• PROBLEM DESCRIPTION:
Write out, word for word, only the lines from the one with "The function indicates a point for each instance of the orange" to the end of the data below.

• GIVEN DATA:

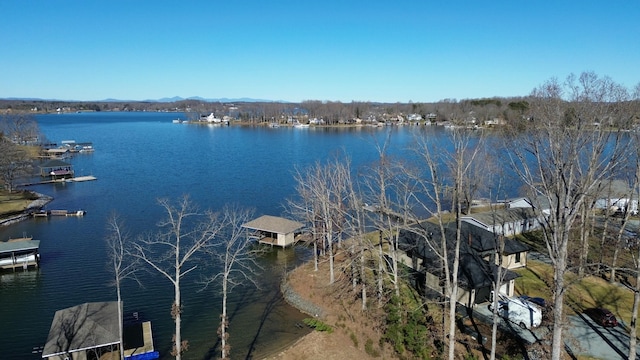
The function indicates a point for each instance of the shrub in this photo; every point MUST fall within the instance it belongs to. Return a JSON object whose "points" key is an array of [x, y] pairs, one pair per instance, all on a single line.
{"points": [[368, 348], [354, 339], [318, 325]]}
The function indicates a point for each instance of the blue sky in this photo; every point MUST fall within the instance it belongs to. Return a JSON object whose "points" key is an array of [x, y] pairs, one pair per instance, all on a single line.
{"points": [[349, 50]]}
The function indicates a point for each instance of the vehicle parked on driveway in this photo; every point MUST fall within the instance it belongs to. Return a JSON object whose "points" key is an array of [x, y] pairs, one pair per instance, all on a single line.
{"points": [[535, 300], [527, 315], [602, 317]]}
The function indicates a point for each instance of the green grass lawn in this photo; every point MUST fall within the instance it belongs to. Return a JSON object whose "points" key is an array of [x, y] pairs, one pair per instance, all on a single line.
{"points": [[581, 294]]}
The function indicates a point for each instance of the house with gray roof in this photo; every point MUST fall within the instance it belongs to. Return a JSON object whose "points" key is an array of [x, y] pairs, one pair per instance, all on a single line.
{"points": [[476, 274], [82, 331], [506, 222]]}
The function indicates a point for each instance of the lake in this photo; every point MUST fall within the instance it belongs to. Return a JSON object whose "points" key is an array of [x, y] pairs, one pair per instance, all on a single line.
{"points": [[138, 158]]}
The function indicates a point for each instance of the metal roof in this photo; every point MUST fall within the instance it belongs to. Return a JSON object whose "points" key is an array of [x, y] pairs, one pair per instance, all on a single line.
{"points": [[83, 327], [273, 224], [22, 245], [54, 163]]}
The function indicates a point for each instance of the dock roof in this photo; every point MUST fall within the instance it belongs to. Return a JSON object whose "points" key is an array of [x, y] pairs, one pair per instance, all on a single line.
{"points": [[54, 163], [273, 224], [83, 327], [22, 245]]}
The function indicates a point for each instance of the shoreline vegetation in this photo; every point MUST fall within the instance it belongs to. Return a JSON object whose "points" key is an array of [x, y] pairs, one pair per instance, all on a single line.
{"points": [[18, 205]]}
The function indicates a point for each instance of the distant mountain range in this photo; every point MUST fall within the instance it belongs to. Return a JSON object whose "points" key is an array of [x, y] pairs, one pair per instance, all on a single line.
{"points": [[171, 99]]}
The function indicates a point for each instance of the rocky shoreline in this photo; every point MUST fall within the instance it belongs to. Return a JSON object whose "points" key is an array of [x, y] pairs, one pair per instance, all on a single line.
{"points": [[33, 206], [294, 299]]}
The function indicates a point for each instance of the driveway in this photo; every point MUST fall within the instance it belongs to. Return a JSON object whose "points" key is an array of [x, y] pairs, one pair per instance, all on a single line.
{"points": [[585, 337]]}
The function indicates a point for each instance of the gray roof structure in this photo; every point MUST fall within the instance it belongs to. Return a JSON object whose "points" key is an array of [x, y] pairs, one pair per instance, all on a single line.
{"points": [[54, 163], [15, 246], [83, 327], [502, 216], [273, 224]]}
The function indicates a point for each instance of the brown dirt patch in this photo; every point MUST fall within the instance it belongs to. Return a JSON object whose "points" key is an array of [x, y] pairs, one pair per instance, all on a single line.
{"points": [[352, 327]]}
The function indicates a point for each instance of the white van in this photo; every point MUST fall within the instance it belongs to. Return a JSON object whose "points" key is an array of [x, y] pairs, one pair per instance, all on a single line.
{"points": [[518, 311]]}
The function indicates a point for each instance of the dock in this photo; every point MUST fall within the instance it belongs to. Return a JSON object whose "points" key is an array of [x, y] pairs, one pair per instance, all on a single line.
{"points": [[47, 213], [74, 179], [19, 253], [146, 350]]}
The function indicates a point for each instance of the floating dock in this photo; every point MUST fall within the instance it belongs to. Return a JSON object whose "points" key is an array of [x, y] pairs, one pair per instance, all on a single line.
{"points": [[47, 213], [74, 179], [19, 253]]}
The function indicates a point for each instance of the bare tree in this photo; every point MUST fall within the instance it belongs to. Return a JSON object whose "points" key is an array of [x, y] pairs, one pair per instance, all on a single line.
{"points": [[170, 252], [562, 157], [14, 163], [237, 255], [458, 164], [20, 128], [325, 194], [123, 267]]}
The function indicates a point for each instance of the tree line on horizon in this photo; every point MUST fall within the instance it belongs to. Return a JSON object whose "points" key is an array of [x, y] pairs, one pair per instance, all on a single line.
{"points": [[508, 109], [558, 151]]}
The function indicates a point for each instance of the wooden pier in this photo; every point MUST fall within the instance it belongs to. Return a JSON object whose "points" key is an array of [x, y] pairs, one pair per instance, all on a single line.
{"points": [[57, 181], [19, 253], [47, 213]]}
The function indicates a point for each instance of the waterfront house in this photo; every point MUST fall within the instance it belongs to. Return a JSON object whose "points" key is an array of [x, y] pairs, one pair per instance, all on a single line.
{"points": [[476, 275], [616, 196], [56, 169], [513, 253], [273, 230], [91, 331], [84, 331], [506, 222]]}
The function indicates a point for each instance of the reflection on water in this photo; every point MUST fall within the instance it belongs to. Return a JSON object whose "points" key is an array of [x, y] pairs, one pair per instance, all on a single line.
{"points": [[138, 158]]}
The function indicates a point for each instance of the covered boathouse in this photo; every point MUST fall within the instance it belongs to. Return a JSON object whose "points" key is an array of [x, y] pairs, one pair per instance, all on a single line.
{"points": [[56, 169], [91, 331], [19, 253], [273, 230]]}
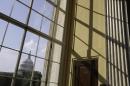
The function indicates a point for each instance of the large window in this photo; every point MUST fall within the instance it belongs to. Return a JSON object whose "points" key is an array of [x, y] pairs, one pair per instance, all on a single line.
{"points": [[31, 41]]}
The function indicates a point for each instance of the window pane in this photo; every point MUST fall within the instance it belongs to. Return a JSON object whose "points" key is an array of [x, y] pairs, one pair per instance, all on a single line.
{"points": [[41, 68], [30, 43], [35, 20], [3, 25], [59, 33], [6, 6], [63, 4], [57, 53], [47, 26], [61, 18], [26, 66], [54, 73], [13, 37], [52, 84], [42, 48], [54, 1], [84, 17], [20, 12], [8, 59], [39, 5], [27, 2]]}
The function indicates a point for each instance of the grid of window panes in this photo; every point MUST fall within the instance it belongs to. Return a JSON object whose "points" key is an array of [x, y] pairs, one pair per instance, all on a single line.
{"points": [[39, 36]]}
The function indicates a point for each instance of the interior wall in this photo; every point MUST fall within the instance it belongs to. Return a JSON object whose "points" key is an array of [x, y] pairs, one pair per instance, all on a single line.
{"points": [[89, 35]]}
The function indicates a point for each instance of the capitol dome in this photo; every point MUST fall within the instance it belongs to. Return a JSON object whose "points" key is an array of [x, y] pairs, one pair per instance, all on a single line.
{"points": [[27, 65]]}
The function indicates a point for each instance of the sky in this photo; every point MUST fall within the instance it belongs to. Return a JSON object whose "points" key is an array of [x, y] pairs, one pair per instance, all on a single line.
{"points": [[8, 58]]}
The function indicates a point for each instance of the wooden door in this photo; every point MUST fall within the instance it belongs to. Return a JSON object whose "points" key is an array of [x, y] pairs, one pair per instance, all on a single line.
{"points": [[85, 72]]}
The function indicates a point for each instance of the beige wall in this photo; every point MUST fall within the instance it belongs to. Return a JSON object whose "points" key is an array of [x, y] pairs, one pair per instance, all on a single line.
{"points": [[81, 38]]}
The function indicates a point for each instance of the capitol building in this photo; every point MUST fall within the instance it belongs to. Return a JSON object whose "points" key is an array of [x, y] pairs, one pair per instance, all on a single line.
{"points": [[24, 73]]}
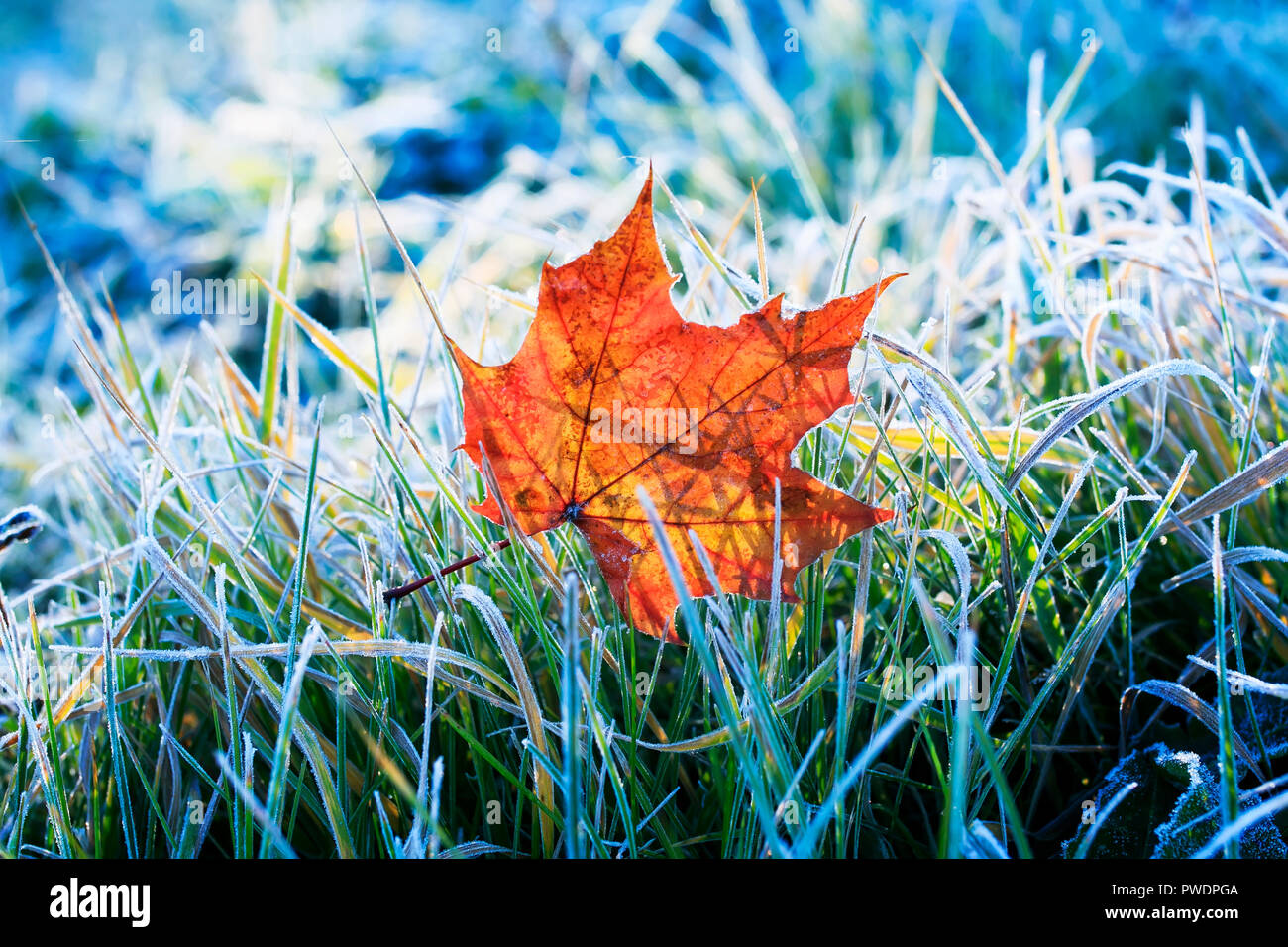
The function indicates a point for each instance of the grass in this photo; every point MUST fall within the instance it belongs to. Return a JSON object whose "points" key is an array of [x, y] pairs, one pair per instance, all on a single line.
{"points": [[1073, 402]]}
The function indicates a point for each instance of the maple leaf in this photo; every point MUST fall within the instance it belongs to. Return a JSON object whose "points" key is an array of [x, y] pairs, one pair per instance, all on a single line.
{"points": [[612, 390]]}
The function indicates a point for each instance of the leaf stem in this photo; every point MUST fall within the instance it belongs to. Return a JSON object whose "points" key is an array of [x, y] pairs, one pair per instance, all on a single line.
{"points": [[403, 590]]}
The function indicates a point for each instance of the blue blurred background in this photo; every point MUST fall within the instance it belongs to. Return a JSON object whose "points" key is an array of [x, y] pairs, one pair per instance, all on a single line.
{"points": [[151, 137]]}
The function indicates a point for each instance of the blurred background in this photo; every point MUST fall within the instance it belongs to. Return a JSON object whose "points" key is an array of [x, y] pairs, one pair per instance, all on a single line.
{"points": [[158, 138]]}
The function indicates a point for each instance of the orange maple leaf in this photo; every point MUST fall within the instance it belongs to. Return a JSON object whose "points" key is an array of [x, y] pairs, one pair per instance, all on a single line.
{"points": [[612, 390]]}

• OUTPUT BELOW:
The function indicates a point for each instance of the orange maple leaf in this photo; every point MUST fall within the instance it belongs to. Return a JSON object whose "points" key is an array of [x, y] pairs, one pair per instance, all on a single line.
{"points": [[612, 390]]}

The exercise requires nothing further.